__YOUR ASSIGNMENT__:
Please repeat exactly the line containing "Would you mind finding the dark" and each line after it in the records below, through the last.

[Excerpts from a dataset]
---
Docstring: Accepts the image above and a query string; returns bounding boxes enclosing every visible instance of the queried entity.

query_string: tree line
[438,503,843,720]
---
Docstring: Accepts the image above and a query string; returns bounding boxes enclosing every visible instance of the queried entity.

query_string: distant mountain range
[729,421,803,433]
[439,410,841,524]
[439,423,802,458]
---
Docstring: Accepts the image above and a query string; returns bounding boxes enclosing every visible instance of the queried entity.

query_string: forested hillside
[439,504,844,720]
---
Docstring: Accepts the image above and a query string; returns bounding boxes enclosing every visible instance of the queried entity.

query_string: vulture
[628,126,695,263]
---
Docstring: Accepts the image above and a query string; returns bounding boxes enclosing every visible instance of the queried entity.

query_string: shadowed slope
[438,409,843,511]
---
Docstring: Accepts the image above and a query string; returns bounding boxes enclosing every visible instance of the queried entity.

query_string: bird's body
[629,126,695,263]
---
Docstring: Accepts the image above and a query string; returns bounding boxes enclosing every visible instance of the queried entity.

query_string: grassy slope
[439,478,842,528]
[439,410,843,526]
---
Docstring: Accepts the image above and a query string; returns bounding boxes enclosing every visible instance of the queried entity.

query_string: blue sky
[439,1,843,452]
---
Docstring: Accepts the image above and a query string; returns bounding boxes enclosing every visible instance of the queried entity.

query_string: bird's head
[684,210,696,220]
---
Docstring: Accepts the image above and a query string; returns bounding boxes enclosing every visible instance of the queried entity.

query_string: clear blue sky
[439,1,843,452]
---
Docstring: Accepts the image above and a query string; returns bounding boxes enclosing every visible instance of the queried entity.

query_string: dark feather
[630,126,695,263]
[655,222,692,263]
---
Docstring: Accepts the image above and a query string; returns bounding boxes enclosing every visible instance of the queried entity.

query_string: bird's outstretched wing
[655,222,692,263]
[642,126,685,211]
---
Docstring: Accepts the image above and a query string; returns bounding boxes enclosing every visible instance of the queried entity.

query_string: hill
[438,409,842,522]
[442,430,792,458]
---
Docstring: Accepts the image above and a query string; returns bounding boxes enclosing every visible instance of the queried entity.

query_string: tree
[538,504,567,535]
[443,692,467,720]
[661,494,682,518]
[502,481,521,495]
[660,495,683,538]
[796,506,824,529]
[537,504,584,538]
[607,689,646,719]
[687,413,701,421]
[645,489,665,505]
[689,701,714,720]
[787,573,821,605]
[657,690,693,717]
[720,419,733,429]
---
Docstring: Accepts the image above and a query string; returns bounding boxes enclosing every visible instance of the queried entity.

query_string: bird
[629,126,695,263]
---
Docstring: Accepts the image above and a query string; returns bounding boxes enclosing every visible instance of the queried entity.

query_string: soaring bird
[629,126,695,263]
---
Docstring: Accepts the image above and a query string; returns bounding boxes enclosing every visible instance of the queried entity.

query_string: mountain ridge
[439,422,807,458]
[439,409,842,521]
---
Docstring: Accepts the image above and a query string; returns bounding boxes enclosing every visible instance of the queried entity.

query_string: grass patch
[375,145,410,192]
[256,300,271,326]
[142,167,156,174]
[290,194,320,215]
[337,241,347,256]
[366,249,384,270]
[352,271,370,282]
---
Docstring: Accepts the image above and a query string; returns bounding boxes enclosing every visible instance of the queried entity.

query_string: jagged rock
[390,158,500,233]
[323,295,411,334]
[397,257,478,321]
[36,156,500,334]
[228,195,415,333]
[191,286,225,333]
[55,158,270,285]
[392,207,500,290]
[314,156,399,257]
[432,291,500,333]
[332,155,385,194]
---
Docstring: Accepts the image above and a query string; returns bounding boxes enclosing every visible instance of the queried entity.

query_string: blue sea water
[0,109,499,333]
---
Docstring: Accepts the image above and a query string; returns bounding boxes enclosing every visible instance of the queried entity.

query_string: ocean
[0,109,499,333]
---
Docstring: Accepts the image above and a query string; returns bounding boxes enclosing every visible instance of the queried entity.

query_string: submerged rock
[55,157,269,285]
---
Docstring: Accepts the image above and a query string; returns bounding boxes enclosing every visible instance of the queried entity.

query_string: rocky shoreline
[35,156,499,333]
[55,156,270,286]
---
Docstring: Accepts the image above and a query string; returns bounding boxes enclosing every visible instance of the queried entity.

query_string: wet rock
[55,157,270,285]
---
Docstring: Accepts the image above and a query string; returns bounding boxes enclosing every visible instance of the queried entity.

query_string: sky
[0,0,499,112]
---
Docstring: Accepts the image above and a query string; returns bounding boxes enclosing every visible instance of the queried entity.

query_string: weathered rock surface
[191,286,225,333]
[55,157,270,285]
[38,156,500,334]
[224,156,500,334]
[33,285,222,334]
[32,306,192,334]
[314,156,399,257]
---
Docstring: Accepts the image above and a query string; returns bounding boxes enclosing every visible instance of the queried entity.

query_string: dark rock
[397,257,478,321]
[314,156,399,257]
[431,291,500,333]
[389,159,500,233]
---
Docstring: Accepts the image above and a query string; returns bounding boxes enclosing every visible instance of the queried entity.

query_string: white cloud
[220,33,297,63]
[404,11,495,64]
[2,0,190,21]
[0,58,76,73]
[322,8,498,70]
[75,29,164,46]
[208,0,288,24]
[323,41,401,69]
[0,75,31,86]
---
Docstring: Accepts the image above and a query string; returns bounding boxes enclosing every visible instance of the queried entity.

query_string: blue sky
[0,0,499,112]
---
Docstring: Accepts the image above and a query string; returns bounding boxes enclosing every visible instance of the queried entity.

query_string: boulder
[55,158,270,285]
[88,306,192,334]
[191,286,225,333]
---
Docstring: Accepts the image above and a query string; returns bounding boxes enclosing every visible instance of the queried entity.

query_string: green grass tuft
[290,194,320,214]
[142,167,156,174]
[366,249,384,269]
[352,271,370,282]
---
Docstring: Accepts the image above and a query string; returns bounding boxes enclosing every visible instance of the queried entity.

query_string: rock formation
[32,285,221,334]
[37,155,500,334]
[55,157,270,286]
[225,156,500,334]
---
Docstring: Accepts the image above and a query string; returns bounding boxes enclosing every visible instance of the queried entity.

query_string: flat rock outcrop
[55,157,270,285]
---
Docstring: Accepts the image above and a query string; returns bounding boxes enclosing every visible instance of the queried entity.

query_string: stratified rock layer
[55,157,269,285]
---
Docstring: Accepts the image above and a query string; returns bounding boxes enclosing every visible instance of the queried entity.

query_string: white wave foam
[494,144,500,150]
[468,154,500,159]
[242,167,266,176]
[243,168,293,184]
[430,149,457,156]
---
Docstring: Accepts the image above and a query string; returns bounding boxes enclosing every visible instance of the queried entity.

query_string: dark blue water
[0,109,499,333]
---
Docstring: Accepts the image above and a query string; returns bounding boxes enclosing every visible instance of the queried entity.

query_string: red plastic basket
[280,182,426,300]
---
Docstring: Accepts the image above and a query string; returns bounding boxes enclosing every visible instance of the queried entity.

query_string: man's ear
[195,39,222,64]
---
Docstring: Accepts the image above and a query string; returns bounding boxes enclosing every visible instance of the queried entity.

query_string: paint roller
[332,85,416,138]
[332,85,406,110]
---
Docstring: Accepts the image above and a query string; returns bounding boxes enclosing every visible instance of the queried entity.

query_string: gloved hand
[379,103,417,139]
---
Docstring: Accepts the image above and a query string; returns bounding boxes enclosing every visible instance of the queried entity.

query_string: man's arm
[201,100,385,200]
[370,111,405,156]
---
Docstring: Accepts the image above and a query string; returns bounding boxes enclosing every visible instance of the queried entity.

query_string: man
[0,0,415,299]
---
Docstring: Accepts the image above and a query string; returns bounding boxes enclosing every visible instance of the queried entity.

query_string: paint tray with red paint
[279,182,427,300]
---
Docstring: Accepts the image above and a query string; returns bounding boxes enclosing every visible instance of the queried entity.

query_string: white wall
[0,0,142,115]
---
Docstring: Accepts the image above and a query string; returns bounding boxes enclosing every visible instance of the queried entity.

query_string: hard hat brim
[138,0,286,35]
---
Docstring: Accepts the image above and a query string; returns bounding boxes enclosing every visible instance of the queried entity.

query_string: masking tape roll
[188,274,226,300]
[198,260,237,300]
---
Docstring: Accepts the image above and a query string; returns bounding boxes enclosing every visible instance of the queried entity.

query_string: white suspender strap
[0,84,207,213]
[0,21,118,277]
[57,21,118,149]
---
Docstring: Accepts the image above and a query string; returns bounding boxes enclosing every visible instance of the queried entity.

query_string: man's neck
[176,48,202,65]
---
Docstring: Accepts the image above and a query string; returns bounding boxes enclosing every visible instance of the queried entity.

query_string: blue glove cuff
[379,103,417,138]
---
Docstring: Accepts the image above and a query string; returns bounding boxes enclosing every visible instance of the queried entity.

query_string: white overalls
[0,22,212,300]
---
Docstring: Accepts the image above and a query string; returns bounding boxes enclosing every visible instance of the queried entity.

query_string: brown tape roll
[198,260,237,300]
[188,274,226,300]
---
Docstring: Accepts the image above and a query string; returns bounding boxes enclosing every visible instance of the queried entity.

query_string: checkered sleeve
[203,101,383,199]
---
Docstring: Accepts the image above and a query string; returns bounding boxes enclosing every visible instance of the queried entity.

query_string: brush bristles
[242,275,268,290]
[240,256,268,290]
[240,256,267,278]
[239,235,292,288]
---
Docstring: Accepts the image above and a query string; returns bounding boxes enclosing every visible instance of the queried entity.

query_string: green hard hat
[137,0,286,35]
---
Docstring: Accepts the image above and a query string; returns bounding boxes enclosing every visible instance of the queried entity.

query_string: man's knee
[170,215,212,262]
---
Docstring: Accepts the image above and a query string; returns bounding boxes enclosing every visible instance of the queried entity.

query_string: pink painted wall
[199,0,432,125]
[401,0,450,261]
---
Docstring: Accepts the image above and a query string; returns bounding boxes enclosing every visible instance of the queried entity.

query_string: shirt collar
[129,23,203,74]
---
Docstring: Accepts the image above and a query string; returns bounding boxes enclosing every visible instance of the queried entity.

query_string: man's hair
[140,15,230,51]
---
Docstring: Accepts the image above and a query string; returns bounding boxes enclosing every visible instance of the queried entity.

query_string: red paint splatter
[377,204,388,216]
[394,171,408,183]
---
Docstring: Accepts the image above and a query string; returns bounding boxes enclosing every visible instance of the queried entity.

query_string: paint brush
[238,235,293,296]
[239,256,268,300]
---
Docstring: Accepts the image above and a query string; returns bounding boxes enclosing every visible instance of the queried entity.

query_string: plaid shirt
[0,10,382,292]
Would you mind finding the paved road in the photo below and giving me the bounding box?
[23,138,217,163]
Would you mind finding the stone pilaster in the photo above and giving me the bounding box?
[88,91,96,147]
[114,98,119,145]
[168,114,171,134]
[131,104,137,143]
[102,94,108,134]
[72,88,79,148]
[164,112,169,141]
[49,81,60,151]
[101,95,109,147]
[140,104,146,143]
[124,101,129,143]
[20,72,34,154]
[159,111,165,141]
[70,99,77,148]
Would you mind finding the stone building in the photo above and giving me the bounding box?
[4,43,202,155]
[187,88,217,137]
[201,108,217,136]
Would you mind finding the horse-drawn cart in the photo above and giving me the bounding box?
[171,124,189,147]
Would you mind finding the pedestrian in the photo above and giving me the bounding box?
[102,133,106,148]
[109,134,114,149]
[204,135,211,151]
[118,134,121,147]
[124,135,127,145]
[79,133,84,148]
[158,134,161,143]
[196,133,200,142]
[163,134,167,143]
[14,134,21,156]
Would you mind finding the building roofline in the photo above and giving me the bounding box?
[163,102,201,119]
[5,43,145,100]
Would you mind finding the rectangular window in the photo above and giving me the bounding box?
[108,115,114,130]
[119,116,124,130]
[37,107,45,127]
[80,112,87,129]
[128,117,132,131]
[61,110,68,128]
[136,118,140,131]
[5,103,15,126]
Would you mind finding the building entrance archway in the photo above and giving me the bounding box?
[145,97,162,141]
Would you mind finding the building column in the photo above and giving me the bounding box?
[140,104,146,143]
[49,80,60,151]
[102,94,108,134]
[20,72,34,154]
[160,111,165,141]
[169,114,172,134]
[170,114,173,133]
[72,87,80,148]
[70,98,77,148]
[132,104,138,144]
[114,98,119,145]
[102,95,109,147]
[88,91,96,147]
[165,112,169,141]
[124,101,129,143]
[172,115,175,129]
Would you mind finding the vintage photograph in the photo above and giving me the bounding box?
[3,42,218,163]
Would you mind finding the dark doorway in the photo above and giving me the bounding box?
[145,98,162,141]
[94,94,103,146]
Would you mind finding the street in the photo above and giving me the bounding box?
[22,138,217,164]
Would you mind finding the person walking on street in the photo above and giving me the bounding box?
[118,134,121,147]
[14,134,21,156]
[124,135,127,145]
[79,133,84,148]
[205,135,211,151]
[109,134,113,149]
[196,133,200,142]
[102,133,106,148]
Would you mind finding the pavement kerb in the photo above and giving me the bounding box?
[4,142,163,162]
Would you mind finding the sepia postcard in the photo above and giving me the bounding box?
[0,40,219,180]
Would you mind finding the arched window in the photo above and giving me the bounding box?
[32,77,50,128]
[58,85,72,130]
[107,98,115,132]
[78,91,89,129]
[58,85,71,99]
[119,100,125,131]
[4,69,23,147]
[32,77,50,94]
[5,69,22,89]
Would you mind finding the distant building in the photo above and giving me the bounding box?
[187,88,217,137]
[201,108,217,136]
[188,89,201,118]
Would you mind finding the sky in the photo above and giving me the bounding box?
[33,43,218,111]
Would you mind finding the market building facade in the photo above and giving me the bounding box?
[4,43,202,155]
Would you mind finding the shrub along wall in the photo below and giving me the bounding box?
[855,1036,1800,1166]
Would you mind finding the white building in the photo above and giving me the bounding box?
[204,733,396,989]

__SOLUTION BELOW__:
Would you mind finding the dark doorway in the photo above and giving me the bounding box?
[145,98,162,141]
[94,94,103,146]
Would you mind finding the street in the photo above and giving me the bounding box?
[22,138,217,164]
Would you mind finding the person walking on street in the photo above and giving me the bounding box?
[118,134,121,147]
[14,134,21,156]
[124,135,127,145]
[79,133,84,148]
[205,135,211,151]
[109,134,113,149]
[196,133,200,142]
[102,133,106,148]
Would you mind finding the pavement kerb in the photo above and giving me the bounding box?
[4,142,163,162]
Would you mind finding the sepia postcard in the photo above and giving me the bounding box?
[0,40,219,180]
Would you mind finding the arched window in the photo above and giving me the bounding box?
[32,77,50,128]
[58,85,72,130]
[107,98,115,132]
[78,91,89,129]
[58,85,71,99]
[119,100,125,131]
[4,69,23,147]
[32,77,50,94]
[5,69,22,89]
Would you mind finding the distant building in the photo above and giving me the bounding box?
[187,88,217,137]
[201,108,217,136]
[188,89,201,118]
Would you mind finding the sky in the photo above and giving me the bounding box?
[33,43,218,111]
Would you mind finding the market building facade in the photo above and giving me the bounding box?
[4,43,202,155]
Would you mind finding the shrub along wall in the photo below and giving me the bounding box?
[855,1036,1800,1166]
Would you mind finding the white building in the photo above and giving me the bounding box?
[204,733,396,989]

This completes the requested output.